• _Set exercise_
Count the lines below that contain the string "target", matching case exactly. Reply with the number only.

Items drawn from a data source
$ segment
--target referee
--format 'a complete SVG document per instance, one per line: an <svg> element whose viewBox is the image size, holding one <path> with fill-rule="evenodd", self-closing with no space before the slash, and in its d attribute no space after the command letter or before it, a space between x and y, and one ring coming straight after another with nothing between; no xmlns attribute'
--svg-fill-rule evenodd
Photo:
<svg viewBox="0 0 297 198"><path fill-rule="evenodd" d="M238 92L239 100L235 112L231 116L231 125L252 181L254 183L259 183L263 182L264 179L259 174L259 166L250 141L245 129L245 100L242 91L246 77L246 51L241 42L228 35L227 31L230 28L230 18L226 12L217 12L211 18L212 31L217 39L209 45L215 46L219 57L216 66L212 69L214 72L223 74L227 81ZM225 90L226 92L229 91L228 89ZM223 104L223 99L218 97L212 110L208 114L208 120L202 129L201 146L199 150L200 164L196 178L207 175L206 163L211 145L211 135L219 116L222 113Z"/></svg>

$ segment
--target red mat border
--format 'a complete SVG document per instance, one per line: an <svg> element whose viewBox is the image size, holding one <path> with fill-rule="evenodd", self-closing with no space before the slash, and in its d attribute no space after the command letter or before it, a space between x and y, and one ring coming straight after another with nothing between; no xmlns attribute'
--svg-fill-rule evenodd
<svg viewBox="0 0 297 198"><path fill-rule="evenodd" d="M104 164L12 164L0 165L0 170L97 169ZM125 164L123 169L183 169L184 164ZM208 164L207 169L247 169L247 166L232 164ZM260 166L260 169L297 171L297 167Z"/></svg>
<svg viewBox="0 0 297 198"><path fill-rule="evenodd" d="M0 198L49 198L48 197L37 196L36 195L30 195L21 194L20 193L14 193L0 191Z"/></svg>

• _Completed exercise_
2